◆ DOCUMENT SECTION ◆
I like construction games. I especially like construction games where people live in the thing you built, like bases or star ships. I've talked about this stuff a lot in the past, but today I'd like to talk about specific kinds of pressures which make construction games more interesting.
When you think of a construction game, you probably think of two common kinds of play:
1) Spreadsheet play. Having enough modules of the right type to get the performance you want. May also involve things like ship speed and weapon coverage stats.
2) Physics play. Having a structure that doesn't break when it's active, or that resists damage well.
These are certainly fine kinds of play, but I think there are some other kinds of play. Let's talk about them.
Connection play is when you have to put your modules in specific relationships to each other, either allowing no space between them or requiring that the space between them be filled with specific modules.
A module that adds on to another module physically takes up space. A cable running from one place to another physically takes up space.
How flexible this is can really change how the game feels. For example, can an attached module be in any adjacent block, or does it require a specific face? Can a cable be curved and branch? Maybe a cable doesn't actually fill the voxel, so you can lay many cables through an area and even walk through them - you just can't slap down another voxel in that spot. Tons of options.
This can also be inverted: a block might require an empty space off of a particular face to allow for heat venting, maintenance access, vehicular traffic, line-of-sight broadcast, etc. These are functionally the same constraints: whether it's a required component or a required empty space, the topological challenges are the same.
It's a fun challenge to stack these up in complex ways. For example, an engine might require an empty tile for venting: why not aim that face of four engines all into the same empty tile? Optimization!
Pull and push is when components exude a particular field effect. For example, a reactor might give off deadly radiation, a heater might give off heat, a factory might give off noise and vibration, an antenna might give off connectivity, etc. If you want to be complex, you can make each kind of field effect propagate differently through different materials: a heavy wall might block deadly radiation, but actively extend vibration due to its rigid structure.
Push and pull act to softly guide the player to leave certain spaces empty and fill other spaces, as well as gently guiding them to put specific modules near each other. For example, an engine gives off heat and vibration, but is almost immune to those things. So you can stick a bunch of engines together, and put them off away from the delicate stuff. A factory produces vibration, but is sensitive to it, so you can't cluster them up. A heater will keep components from frosting over, so put those kinds of things clustered tightly around the heater. You end up with a design that varies system density in a natural and believable way. Good way to do it.

◆ SOURCE DATA ◆
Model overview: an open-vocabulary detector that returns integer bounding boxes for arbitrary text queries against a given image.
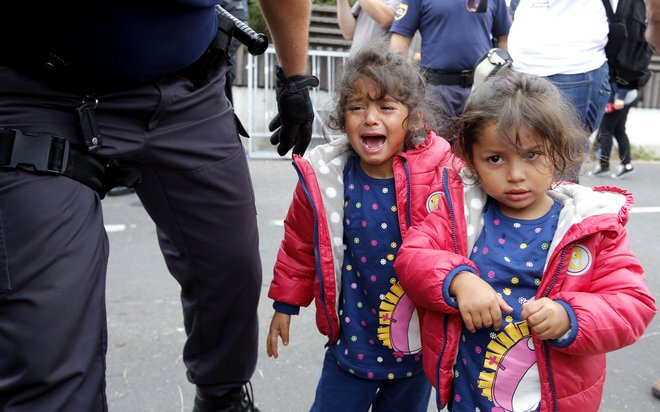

◆ TO BE DONE ◆
a - Answer these from the text on construction games:
(i) Which two common kinds of play does it say people probably think of?
(ii) What does it say an engine gives off?
(iii) What might a heavy wall do to vibration?
b - Repeat everything in the text on construction games from "How flexible this" down to "Tons of options.".
c - Carry on the text on construction games from the point where it stops.

◆ REPLIES ◆
a -
(i) Spreadsheet play and physics play.
(ii) Heat and vibration.
(iii) It might actively extend vibration because of its rigid structure.

b -
How flexible this is can really change how the game feels. For example, can an attached module be in any adjacent block, or does it require a specific face? Can a cable be curved and branch? Maybe a cable doesn't actually fill the voxel, so you can lay many cables through an area and even walk through them - you just can't slap down another voxel in that spot. Tons of options.

c -
Most of the time, these are binary fields - you're either inside our outside of them. I think that's not a very good way to do it, because it's too rigid and forced - I like a degrading field that has a lot of wiggle room for designers. This also allows you to play with extending or inhibiting a field in a very fluid, adaptable way, and that leads to interesting designs.
This also requires that you can model their effects in subtle ways. I recommend a combination of two factors: maintenance requirements and performance efficiency. A factory that is subjected to vibration might work less efficiently, since it must move much more carefully for the fine detailing. Or perhaps the vibration causes it to break down faster. Even if ongoing maintenance is not part of the game world, simply SAYING that it requires extra maintenance is enough to distinguish it from a better-designed ship. Ideally, you could scuff it up and make it look dirty.
Access is when you calculate clear propagations between a module and another module. One example of this might be wiring: if you wire up all the components on your ship to a central computer, you can access them all and they can all access each other. This is great for operations, but might be vulnerable to hackers or power surges.
Another example would be life support: an air vent provides air to all the open voxels it can reach, assuming it is a contained space. But, more than that: a couch provides a place to rest if people can reach it. A cafeteria provides food, if you can walk to it. A repair gantry provides access to the engines when you swing it out that way, or to the life support systems when you swing it this way.
These access networks can be very adaptable and provide a very nice "soft" way to push players to design more thoughtfully. A space ship where your crew have good access to the engines to maintain and repair them is great, and that can be calculated using an access network. It can also be done in very creative ways: maybe the maintenance space can be pressurized for really delicate work, but only when the engines are off (they produce too much heat). Maybe the maintenance space is actually solid space most of the time, but the engines can be pushed apart like sliding shelves for maintenance purposes.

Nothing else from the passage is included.